Data extract:
════
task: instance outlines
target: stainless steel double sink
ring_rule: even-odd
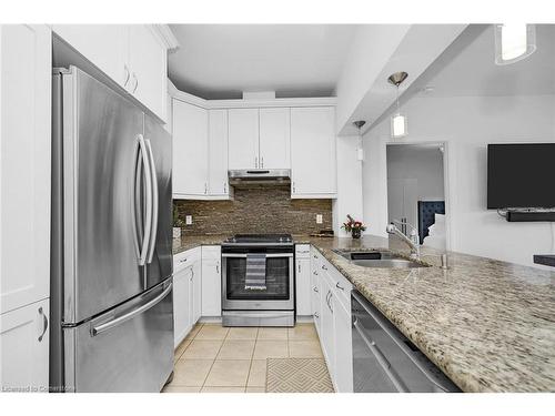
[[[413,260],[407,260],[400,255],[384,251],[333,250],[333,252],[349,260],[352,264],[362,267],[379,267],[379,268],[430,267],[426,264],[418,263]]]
════
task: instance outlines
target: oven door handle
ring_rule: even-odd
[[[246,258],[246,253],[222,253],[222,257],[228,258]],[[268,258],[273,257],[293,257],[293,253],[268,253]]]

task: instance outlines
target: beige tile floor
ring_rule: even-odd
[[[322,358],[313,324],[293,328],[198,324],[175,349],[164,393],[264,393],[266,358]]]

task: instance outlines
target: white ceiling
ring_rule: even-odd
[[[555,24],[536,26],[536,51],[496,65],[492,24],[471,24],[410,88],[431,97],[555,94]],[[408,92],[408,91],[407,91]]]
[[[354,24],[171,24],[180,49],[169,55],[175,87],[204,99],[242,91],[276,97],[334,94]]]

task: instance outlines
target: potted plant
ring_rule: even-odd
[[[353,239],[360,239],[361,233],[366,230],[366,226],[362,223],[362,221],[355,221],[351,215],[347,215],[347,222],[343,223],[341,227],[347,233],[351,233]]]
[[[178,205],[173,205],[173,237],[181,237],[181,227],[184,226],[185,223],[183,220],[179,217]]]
════
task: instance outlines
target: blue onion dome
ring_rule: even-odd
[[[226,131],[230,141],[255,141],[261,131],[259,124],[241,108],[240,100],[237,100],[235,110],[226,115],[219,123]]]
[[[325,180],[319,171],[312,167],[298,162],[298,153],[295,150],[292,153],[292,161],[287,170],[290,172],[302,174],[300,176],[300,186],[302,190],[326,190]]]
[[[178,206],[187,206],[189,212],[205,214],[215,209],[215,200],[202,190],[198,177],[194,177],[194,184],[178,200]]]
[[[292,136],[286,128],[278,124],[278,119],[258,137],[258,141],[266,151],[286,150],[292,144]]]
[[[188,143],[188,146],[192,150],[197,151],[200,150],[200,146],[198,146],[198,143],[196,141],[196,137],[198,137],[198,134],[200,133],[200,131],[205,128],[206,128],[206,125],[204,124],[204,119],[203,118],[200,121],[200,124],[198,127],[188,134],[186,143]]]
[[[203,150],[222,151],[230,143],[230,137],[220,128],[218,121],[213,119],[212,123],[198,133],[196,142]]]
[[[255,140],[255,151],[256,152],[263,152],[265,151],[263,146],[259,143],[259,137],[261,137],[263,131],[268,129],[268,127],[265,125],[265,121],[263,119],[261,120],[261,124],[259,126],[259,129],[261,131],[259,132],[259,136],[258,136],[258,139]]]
════
Direction: Which lines in the entries above contain the word "target"? Pick out each one and copy it.

Response below:
target: stainless steel double sink
target: oven door handle
target: beige tile floor
target: white ceiling
target: potted plant
target: blue onion dome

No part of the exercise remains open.